*Passage to read*.

"""

So much for Feltes's establishment interpretation of Esmond; this "establishment" book has a strikingly antiestablishment text - it is a wolf in sheep's clothing. And this interpretation makes the social contract solution to the editorial problem unacceptable. To take the first edition as copy-text for the linguistic text of all edition would be to accept the work of the minions of the establishment. Now, it so happens that in 1852, George Smith did not own his own printing establishment, so he sent Thackeray's manuscript to Bradbury and Evans to be typeset and printed. There may be comfort to be found, then, in the fact that the compositors of Thackeray's "proletarian serial novels" also typeset his "establishment commodity book," but the principle of authorial autonomy which the antiestablishment interpretation tends to support leads one to question the whole production process. That is to say, belief in the possibility of authorial autonomy, even of a limited sort, requires the rejection of any blanket rules for editing.

Rejecting Feltes's conclusions about the meaning of Henry Esmond in three volumes and rejecting the conclusion that a social contract requires special respect from an editorial view I do not mean that the three-volume format and the production process are unimportant. Quite the contrary. The book could not be a wolf in sheep's clothing without the sheep's clothing, and such a wolf means far different things from regular wolves or regular sheep. The novel is quite definitely a collaboration, or at least a joint venture between the author and the social institutions of book production and marketing. And that identifies serious editorial problems.

A close look at Esmond reveals an extensive network of evidence suggesting an intentional subversion of the narrator by the author. Thackeray seems not to have trusted Esmond's foundation rock of personal truth, Elaine Scarry in a 1975 article compiled an extensive list of errors in the book. These she invariably attributed to Esmond, claiming that Thackeray put them there on purpose. Scarry was not the first to notice that [213/214] Esmond occasionally contradicts himself or forgets what he has said earlier in the narrative, but she was the first to attribute these errors to Esmond instead of to Thackeray or to the publishers. John Sutherland's Penguin edition annotations, for example, point out scores of historical and plotting errors, but Sutherland encouraged the readers to ignore them as understandable though regrettable characteristics of Thackeray's fiction.

"""

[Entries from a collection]

"""

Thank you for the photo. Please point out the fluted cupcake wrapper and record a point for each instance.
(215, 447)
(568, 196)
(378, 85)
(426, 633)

"""

*Exercise goal*. Render this sentence from the passage on Henry Esmond in Spanish: "The novel is quite definitely a collaboration, or at least a joint venture between the author and the social institutions of book production and marketing."

*Task answer*. La novela es sin duda una colaboración, o al menos una empresa conjunta entre el autor y las instituciones sociales de la producción y la comercialización de libros.